PROVIDED PASSAGE: Begin

The 25-year-old has repeatedly hit out at the exhibition event, which Thiem participated in. Organised by world No.1 Novak Djokovic, the event took place in Belgrade and Zadar before it was scrapped following an outbreak of COVID-19 among both players and coaching staff. Djokovic, Grigor Dimitrov and Borna Coric all got infected. The outbreak came after the Adria Tour was criticised for a lack of social distancing and players attended various public events together. Although at the time, all of their actions were done in accordance with local regulations. Something the Serbian Prime Minister now admits was a mistake.

However, Thiem has called out Kyrgios over his vocal criticism of fellow Adria Tour competitor Alexander Zverev. The German attended a party in southern France less than a week after the COVID-19 outbreak despite issuing a statement saying he would go into self-isolation.

“It was his mistake, but I don’t why a lot of people want to interfere. Kyrgios has done a lot of mistakes. It would be better for him to come clear instead of criticising others,” Thiem told Tiroler Tageszeitung.

Continuing to defend the actions of his fellow players, Thiem also jumped to the defence of Djokovic. Who has been under heavy criticism over the event with some going as far as questioning his position as president of the ATP Players Council.

“He didn’t commit a crime. We all make mistakes, but I don’t understand all the criticism. I’ve been to Nice and also saw pictures from other cities. It’s no different from Belgrade during the tournament. It’s too cheap to shoot at Djokovic.”

The comments have now been blasted by Kyrgios, who stands by his previous criticism of players. Accusing Thiem of lacking an ‘intellectual level’ to see his point of view.

PROVIDED PASSAGE: End
ENTRIES SHOWN: Begin

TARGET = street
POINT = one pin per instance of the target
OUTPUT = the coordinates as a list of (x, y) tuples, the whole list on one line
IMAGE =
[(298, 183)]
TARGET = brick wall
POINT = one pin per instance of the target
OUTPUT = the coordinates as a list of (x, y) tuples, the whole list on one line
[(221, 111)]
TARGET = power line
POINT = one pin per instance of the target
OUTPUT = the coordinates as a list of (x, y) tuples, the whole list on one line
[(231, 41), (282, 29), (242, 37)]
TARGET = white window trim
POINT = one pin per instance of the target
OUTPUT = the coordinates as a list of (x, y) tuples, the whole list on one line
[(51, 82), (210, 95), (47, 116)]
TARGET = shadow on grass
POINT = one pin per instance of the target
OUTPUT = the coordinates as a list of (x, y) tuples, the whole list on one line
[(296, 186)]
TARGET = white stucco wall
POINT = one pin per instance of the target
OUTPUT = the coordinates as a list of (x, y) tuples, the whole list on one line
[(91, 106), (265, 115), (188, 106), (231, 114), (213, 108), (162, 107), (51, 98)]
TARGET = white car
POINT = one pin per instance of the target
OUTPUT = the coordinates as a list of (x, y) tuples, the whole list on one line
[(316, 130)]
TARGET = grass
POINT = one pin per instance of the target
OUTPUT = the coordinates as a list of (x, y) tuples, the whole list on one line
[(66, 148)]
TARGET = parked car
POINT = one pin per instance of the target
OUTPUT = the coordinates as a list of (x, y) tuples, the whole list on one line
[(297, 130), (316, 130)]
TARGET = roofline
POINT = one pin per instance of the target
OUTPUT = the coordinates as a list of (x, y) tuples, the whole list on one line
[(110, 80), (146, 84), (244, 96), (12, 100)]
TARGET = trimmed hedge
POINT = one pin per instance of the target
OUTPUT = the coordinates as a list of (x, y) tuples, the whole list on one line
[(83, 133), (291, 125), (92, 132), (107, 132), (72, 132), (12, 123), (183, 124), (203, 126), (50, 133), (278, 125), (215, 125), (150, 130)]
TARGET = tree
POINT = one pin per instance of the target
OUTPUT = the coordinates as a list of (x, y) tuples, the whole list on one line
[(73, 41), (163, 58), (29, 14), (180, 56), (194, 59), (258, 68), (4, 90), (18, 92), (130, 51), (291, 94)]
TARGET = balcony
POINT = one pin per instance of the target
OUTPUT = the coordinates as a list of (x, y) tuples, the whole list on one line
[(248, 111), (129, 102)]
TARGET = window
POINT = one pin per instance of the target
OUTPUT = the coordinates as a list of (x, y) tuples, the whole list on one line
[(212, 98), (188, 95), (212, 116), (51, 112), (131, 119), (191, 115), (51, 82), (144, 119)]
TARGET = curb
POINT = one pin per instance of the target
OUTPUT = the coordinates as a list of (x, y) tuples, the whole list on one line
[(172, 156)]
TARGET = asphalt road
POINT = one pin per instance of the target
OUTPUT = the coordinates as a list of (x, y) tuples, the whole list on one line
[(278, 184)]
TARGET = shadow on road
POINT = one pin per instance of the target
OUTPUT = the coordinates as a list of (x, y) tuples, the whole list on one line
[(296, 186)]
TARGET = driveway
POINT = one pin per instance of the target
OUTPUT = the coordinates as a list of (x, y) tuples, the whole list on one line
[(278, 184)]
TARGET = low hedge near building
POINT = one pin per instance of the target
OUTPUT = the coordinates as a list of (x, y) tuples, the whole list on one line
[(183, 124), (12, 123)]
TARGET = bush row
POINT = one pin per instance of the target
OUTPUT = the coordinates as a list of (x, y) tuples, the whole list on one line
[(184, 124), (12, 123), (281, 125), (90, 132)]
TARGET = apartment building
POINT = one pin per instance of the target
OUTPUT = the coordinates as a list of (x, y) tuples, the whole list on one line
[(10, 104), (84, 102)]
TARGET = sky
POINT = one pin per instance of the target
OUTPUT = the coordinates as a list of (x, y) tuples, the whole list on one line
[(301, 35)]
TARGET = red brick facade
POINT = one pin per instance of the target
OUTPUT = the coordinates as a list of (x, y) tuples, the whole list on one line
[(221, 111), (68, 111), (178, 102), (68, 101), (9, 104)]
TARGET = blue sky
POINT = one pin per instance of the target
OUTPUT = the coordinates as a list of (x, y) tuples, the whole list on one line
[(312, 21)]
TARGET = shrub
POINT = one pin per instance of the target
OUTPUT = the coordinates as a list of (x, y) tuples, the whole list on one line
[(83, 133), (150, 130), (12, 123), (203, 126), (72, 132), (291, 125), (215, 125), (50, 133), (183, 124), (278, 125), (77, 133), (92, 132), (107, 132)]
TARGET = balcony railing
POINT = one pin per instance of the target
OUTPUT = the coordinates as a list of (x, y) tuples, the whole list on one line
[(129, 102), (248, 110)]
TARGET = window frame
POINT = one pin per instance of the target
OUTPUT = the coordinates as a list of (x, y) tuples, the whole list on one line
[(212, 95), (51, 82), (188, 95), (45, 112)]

ENTRIES SHOWN: End

*COMPLETE THE FOLLOWING*.
a - Translate this sentence from the Adria Tour article into Spanish: "Djokovic, Grigor Dimitrov and Borna Coric all got infected."
b - According to the Adria Tour article, in which two cities did the event take place before it was scrapped?
c - Please write out everything from "However, Thiem has" down to "told Tiroler Tageszeitung." in the Adria Tour article.

*RESULTS FOR THE EXERCISE*.
a - Djokovic, Grigor Dimitrov y Borna Coric se contagiaron todos.

b - Belgrade and Zadar.

c -
However, Thiem has called out Kyrgios over his vocal criticism of fellow Adria Tour competitor Alexander Zverev. The German attended a party in southern France less than a week after the COVID-19 outbreak despite issuing a statement saying he would go into self-isolation.

“It was his mistake, but I don’t why a lot of people want to interfere. Kyrgios has done a lot of mistakes. It would be better for him to come clear instead of criticising others,” Thiem told Tiroler Tageszeitung.